# Start of EXCERPT PROVIDED

Illinois Court of Appeals, District 1 FIFTH DIVISION
February 4, 2011
THE PEOPLE OF THE STATE OF ILLINOIS,
HOLLIS DORROUGH, DEFENDANT-APPELLANT.
Appeal from the Circuit Court of Cook County Honorable Angela M. Petrone, Judge Presiding. No. 06 CR 21866
The opinion of the court was delivered by: Judge Epstein
JUDGE EPSTEIN delivered the judgment of the court, with opinion.
Justices Joseph Gordon and Howse concurred in the judgment and opinion.
In August 2009 defendant Hollis Dorrough, a former police detective, was convicted of perjury, unlawful sale of a firearm, and two counts of official misconduct, following a jury trial. He appeals his official misconduct convictions only, claiming his violations of police department regulations cannot sustain a conviction under subsection (a) of the official misconduct statute, section 33-3 of the Criminal Code of 1961 (720 ILCS 5/33-3(a) (West 2008)). We reverse his official misconduct convictions.

# End of EXCERPT PROVIDED
# Start of DATASET EXCERPT

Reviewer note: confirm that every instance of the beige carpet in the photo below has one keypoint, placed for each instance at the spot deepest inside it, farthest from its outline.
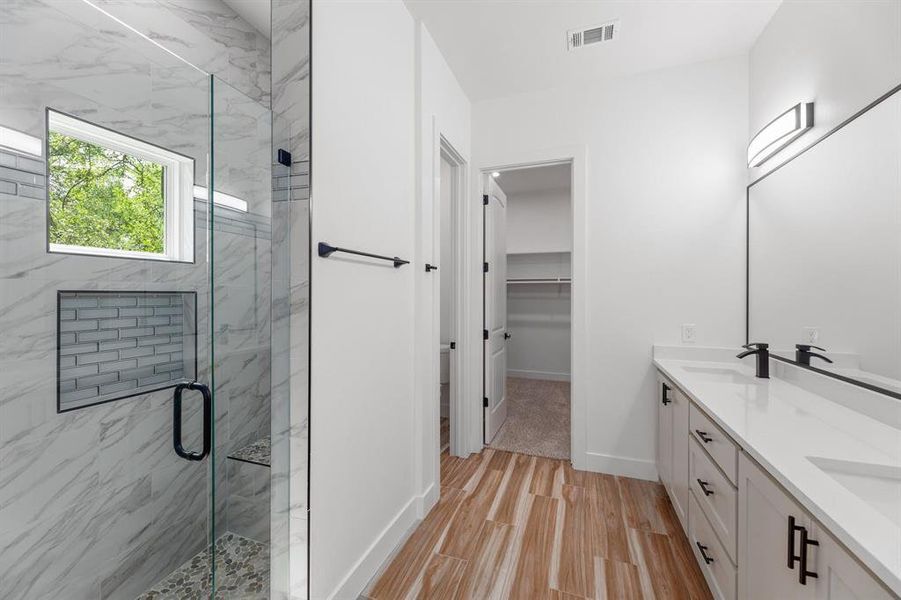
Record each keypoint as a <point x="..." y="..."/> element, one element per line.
<point x="537" y="418"/>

# End of DATASET EXCERPT

* [PROBLEM TO WORK ON]: Extend the appellate opinion in the Hollis Dorrough case, starting right after its last sentence above.

* [SOLVED EXERCISE]:
On August 10, 2006, defendant was arrested after admitting to violating police procedure by removing evidence, a handgun, from a case he was assigned to investigate. Defendant gave the handgun to the father of the suspect in the case and then lied when questioned about the missing weapon, claiming he left it on his desk prior to a meeting and discovered it missing when he returned. Defendant was indicted for, inter alia, two counts of official misconduct. His indictment charged, in relevant part:
"WHILE A PUBLIC EMPLOYEE, TO WIT: A DETECTIVE WITH THE HARVEY POLICE DEPARTMENT WHILE IN HIS OFFICIAL CAPACITY, HE INTENTIONALLY OR RECKLESSLY FAILED TO PERFORM A MANDATORY DUTY AS REQUIRED BY LAW, TO WIT: HE REMOVED CONCEALED AND WITHHELD PROPERTY AND OR EVIDENCE IN CONNECTION WITH THE INVESTIGATION AND PROSECUTION OF CASE NUMBER O6CR-4436, THAT BEING A .45 CALIBER REMINGTON SEMI-AUTOMATIC PISTOL, OTHER THAN AS REQUIRED BY THE REGULATIONS OF THE HARVEY POLICE DEPARTMENT IN FULL FORCE AND EFFECT AT ALL TIMES HEREIN SET FORTH, SPECIFICALLY REGULATION 2.41.38, IN VIOLATION OF CHAPTER 720 ACT 5 SECTION 33-3 (a) OF THE ILLINOIS COMPILED STATUTES 1992 AS AMENDED ***."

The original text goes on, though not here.